Supplied entries |
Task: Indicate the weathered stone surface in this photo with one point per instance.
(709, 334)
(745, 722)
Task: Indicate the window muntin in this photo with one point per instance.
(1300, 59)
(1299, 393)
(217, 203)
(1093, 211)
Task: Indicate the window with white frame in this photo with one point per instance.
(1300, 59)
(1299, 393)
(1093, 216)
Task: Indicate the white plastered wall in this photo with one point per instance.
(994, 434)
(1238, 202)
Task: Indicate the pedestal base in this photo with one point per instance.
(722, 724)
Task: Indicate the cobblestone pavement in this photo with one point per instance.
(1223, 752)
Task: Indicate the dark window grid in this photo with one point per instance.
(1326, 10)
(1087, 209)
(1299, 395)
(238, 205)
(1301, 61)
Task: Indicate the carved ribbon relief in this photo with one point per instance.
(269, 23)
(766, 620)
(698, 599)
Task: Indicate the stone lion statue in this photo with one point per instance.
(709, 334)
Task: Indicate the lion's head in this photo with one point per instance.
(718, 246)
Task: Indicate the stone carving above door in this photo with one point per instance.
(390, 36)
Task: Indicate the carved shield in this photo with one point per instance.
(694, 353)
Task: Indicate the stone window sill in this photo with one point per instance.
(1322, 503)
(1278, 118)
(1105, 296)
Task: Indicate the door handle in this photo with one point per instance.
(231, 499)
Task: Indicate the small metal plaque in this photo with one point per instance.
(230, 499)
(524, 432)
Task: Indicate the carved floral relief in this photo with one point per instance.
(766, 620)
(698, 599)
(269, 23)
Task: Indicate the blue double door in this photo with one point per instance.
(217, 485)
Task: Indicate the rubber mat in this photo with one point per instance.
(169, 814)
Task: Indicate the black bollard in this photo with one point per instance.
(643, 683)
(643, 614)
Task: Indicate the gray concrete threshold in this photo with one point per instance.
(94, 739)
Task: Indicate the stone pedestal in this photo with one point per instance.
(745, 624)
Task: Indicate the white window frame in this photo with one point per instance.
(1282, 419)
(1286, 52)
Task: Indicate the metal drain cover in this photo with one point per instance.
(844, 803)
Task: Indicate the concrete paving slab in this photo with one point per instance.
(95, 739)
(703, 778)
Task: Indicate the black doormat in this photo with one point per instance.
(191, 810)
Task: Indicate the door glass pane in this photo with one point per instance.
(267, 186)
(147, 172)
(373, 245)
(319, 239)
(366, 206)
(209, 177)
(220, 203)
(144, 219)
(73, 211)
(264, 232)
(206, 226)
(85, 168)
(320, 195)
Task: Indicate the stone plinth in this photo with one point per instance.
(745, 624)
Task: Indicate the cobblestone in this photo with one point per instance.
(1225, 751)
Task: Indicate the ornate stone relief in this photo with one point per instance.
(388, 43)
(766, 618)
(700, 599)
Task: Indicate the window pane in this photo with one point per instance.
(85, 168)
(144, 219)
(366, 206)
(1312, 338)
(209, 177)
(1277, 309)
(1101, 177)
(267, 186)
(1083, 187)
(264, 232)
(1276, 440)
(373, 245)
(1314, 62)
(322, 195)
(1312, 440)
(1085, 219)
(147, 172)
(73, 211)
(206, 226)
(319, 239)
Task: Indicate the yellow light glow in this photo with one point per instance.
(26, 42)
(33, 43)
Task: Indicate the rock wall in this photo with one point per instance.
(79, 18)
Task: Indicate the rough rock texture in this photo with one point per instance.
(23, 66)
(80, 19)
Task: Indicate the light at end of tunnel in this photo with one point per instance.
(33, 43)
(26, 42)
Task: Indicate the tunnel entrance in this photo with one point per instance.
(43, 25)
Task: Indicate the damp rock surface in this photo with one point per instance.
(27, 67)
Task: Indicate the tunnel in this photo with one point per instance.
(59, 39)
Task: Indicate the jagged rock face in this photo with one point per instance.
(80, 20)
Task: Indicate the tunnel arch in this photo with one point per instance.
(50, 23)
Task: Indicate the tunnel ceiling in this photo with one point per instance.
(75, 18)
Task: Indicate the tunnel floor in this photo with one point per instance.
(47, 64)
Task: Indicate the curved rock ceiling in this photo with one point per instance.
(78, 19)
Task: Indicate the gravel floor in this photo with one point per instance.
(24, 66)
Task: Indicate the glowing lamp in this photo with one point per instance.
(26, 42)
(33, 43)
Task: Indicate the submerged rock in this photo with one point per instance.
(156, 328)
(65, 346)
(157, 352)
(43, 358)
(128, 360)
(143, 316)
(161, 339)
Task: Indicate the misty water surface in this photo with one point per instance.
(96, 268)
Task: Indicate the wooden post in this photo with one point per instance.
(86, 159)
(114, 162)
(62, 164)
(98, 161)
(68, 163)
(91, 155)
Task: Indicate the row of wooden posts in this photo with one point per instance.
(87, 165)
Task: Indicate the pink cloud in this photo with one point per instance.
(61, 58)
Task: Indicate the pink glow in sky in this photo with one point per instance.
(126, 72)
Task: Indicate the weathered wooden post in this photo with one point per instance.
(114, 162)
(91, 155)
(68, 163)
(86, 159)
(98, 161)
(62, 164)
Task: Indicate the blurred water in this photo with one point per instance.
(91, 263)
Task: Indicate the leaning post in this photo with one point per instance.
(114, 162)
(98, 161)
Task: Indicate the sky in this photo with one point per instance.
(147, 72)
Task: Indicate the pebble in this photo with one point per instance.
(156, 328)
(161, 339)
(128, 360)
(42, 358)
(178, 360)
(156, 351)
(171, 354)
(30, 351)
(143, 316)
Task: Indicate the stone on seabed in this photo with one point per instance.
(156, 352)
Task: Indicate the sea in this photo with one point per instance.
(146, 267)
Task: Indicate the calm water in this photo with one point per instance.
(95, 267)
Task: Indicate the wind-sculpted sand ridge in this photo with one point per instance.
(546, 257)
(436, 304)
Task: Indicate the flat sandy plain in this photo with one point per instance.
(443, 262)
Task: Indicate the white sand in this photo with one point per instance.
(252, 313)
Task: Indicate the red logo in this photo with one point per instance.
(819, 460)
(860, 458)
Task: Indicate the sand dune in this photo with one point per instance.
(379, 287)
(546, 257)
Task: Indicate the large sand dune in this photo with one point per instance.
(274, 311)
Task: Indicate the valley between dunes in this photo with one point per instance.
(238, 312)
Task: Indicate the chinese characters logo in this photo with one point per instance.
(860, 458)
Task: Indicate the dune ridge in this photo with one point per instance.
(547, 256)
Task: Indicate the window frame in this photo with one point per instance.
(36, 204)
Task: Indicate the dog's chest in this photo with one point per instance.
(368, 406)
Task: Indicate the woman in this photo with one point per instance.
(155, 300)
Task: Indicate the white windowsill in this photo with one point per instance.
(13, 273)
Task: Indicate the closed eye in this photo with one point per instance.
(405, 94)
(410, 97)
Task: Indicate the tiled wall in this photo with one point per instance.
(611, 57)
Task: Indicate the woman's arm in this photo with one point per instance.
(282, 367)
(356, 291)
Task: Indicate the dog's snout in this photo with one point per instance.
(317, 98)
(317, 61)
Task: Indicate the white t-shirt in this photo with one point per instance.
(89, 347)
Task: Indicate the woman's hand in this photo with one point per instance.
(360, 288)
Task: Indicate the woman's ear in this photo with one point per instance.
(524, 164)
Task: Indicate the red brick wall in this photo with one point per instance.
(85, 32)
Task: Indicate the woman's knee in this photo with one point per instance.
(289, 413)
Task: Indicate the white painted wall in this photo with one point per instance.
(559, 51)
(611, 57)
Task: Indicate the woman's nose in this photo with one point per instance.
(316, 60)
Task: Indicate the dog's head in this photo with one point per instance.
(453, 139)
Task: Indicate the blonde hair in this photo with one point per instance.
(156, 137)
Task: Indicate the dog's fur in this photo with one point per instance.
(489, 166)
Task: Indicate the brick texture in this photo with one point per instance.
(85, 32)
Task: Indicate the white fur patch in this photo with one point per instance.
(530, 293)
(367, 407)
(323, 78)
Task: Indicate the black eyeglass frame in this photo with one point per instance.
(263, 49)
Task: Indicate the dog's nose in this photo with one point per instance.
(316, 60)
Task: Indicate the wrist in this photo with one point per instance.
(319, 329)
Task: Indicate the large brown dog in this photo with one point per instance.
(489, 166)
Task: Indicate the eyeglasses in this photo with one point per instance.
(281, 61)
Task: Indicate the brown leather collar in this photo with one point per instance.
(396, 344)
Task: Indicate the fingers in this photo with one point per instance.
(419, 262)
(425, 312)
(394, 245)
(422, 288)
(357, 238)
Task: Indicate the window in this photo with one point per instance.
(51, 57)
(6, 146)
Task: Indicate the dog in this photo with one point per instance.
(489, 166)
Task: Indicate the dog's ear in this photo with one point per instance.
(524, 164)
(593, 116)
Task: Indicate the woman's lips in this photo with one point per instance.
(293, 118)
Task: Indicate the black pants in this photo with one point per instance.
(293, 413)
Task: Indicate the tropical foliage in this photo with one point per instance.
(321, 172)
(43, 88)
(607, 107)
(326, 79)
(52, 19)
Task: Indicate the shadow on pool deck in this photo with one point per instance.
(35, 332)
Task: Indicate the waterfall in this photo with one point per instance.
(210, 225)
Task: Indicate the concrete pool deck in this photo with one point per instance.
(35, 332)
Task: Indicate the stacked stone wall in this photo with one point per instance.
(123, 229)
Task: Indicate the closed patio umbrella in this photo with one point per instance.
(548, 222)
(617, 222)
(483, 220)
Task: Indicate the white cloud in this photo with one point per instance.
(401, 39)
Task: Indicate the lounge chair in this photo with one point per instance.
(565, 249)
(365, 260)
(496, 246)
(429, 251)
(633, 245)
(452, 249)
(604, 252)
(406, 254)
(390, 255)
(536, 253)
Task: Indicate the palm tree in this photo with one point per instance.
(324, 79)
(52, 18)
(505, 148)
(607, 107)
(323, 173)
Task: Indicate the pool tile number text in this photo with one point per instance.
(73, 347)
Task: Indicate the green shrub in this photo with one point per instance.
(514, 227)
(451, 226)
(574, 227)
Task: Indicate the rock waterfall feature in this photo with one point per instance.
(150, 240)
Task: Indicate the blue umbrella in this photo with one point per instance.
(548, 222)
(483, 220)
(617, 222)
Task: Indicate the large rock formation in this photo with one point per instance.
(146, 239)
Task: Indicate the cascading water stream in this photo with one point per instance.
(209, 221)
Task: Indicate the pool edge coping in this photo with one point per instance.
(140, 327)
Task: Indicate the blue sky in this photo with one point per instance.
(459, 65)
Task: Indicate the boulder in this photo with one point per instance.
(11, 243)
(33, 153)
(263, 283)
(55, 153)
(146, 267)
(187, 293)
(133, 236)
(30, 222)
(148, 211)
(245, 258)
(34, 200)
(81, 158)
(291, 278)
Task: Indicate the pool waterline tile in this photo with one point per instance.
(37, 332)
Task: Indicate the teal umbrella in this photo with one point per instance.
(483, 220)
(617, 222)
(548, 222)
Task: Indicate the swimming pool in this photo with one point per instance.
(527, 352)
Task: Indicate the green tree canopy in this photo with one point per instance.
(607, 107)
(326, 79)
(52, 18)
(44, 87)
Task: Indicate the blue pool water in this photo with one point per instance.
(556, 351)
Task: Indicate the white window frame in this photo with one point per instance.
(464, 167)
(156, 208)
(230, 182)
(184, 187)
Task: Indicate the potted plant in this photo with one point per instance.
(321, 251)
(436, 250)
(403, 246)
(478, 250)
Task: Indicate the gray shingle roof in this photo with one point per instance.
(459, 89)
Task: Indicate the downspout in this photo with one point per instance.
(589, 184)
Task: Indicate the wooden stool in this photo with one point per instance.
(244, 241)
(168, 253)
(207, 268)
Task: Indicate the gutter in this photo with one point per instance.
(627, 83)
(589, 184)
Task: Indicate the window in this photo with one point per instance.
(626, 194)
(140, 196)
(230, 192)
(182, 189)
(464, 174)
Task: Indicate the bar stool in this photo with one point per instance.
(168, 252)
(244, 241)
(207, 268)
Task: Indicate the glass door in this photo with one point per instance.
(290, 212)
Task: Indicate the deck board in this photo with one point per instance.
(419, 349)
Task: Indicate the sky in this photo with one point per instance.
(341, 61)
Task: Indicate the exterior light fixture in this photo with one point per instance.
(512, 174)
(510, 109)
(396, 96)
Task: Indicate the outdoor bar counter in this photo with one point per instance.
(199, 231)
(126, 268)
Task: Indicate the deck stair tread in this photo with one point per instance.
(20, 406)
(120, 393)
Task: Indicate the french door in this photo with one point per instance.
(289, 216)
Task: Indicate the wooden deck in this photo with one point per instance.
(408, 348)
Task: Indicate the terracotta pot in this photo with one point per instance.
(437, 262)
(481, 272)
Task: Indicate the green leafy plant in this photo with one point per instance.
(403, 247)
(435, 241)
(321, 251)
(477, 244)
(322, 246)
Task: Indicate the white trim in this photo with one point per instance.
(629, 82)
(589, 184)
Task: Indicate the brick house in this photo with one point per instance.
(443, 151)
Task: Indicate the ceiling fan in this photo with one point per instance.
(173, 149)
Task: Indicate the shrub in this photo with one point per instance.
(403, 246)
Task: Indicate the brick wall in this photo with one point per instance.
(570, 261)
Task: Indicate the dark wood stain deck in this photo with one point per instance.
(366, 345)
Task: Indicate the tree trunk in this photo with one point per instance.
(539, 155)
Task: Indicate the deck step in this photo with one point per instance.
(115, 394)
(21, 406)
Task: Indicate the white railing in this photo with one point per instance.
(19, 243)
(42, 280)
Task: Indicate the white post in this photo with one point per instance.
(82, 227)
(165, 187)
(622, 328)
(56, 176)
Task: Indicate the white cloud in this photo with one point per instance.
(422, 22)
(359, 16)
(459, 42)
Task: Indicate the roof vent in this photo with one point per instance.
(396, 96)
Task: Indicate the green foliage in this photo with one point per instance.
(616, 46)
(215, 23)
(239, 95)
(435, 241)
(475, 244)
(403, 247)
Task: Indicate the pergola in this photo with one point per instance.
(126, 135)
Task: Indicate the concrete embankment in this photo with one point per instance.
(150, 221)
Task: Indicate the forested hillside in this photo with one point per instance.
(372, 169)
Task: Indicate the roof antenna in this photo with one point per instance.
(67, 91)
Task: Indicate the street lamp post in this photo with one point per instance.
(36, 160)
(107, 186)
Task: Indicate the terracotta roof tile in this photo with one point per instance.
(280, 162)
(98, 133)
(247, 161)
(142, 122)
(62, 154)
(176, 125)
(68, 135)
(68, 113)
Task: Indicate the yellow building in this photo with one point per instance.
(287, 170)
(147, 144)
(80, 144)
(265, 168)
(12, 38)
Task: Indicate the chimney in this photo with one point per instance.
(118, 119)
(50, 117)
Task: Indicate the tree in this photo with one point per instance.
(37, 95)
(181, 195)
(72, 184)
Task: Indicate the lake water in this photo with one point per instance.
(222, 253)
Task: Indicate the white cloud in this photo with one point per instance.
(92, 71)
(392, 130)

Action item |
The lines to write out run from the one with "Task: Indicate the lake" through the end of the records. Give them exactly, and only them.

Solution below |
Task: Indicate the lake water in this photo with one point per instance.
(222, 253)
Task: Indicate the white cloud in this photo with one point per instance.
(92, 71)
(392, 130)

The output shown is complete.